Repeat the lines below, substituting "occurrence" for every "instance" and leaving everything else unchanged.
--- Start of Data for the task ---
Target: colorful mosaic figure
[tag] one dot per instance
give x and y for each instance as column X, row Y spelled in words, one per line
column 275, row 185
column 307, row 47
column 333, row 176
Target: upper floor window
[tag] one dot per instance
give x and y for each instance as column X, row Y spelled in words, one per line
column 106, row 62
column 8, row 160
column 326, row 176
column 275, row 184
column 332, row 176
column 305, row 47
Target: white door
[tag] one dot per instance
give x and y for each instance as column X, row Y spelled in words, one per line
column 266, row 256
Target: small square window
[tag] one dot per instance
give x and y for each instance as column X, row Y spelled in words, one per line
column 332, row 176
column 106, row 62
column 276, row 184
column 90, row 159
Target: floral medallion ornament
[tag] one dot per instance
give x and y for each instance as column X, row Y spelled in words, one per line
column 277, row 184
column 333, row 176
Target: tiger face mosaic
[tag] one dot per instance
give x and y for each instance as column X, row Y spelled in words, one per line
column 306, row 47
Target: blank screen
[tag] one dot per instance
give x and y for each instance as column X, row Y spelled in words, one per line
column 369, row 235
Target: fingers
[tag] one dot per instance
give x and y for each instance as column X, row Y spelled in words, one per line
--- End of Data for the task ---
• Written solution:
Target: colorful mosaic figure
[tag] one dot per occurrence
give x and y for each occurrence as column X, row Y spelled in words, one per line
column 275, row 185
column 307, row 47
column 333, row 176
Target: upper floor window
[tag] one dot per occurrence
give x and y for each occurrence as column X, row Y spelled in words, one per line
column 106, row 62
column 8, row 160
column 326, row 176
column 275, row 184
column 332, row 176
column 305, row 47
Target: white door
[tag] one dot per occurrence
give x and y for each occurrence as column X, row Y spelled in words, one per line
column 266, row 256
Target: small square window
[tag] one dot per occurrence
give x and y for each occurrence as column X, row Y spelled in words, one per line
column 332, row 176
column 106, row 62
column 276, row 184
column 90, row 159
Target: floral medallion ornament
[tag] one dot per occurrence
give x and y for each occurrence as column X, row Y spelled in words, one per line
column 277, row 184
column 333, row 176
Target: tiger face mosaic
[tag] one dot per occurrence
give x and y for each occurrence as column X, row Y spelled in words, one per line
column 306, row 47
Target: blank screen
[tag] one dot per occurrence
give x and y for each occurrence as column X, row Y spelled in words, one per line
column 369, row 235
Target: fingers
[tag] one dot per occurrence
give x and y for each occurrence as column X, row Y spelled in words, one per line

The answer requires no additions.